Set problem:
Can you repeat the part of the passage on APR hash table memory that begins at the words "So this is an" and stops after "container to have.", swapping "inefficiency" for "weakness"?

Source document:
● ● ● ●
The cause of the problem is that every time apr_hash_set(..., non-NULL) adds a new entry, it allocates some new pool memory for that entry and links it into one of its linked lists. When apr_hash_set(..., NULL) deletes an entry, it unlinks it but never re-uses that memory.
So this is an inefficiency in APR's implementation of hash tables. It is not exactly a "leak", since it is contained with a pool, but it is unbounded memory use caused by repeated simple actions - not a good property for a container to have.
It would be possible to fix this in APR if people thought it worthwhile, e.g. by using a "free-list". (Maintain, in the hash table, a list of free entries, initially empty. When deleting an entry, move it to the free-list. When a new entry is wanted, take one from the free-list if available, else allocate it from the pool.) This would make the memory used by a hash table proportional to the maximum number of entries that it had ever held simultaneously, rather than the number of insertions that had ever been performed.
● ● ● ●
Data excerpts:

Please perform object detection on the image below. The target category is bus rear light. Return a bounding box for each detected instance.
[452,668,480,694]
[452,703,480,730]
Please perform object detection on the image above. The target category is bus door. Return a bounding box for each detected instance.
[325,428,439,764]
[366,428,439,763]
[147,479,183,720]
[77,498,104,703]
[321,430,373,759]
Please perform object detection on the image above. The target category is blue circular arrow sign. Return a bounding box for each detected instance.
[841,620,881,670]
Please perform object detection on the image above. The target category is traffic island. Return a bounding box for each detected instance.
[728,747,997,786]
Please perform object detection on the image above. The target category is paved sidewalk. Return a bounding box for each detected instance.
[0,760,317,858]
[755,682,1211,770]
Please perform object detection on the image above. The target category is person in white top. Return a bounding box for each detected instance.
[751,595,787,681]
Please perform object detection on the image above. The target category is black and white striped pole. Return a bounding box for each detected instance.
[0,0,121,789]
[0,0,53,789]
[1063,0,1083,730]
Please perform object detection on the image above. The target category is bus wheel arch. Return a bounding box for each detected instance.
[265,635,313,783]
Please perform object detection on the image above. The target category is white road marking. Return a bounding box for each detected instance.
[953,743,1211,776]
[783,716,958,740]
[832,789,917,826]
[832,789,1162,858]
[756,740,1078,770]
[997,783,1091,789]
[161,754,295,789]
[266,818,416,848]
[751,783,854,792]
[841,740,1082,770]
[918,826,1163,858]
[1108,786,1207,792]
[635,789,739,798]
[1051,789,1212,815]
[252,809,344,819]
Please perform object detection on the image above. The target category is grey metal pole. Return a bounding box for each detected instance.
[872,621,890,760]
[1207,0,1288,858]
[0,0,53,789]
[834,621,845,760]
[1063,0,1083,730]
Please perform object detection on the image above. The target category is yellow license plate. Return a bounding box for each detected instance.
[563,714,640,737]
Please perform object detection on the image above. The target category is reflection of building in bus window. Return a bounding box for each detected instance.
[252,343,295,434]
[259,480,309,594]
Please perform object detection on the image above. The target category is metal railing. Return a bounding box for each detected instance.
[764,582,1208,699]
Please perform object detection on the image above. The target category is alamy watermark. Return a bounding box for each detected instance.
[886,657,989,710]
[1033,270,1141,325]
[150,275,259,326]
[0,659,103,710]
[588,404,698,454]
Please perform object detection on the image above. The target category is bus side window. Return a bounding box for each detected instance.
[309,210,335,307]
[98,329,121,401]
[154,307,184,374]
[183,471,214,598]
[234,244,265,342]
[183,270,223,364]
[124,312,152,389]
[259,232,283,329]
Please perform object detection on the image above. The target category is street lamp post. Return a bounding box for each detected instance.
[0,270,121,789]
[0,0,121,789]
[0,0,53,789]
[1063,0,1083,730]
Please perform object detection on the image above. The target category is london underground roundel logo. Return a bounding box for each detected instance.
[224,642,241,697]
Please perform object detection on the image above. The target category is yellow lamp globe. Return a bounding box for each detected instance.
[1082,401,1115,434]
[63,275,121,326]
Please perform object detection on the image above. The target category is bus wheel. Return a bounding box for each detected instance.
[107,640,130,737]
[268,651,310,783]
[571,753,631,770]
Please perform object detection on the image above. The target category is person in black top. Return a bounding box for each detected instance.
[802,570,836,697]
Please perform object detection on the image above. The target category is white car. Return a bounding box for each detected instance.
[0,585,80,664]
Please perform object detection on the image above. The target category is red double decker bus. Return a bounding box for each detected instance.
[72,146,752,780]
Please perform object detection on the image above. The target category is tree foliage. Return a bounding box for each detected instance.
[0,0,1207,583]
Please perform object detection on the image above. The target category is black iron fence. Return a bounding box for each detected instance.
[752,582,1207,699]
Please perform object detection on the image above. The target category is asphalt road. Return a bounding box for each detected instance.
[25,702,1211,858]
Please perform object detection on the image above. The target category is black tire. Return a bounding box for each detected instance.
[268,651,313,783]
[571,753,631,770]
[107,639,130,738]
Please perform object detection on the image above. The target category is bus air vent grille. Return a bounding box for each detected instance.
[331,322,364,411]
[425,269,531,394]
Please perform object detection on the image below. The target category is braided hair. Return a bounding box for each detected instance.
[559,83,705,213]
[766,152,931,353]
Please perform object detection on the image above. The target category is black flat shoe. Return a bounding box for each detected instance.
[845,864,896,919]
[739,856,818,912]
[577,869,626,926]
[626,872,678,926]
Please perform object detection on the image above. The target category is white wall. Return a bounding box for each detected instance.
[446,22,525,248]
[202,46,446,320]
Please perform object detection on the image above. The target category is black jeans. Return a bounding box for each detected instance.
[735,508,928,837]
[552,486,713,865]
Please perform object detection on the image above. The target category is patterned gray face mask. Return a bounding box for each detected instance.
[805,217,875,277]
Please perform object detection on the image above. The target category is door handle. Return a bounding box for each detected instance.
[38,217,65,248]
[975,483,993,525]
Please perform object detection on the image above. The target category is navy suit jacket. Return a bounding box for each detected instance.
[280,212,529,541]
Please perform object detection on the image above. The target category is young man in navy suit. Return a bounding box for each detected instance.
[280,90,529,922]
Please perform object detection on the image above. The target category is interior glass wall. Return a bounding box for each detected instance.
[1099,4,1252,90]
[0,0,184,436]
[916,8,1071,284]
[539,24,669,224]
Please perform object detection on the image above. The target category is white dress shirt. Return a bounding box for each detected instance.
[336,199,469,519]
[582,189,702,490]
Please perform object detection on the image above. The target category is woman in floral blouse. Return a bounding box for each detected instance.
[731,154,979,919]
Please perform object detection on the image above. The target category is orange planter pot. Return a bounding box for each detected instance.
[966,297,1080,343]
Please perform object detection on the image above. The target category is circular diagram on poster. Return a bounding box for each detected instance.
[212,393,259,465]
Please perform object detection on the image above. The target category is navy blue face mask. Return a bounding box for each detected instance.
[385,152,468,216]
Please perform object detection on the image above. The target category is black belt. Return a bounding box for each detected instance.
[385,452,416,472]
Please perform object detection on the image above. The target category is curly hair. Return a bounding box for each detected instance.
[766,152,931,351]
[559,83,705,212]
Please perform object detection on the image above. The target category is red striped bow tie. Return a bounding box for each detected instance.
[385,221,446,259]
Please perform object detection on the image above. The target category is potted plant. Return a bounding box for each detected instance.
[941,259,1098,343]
● ● ● ●
Exercise response:
So this is an weakness in APR's implementation of hash tables. It is not exactly a "leak", since it is contained with a pool, but it is unbounded memory use caused by repeated simple actions - not a good property for a container to have.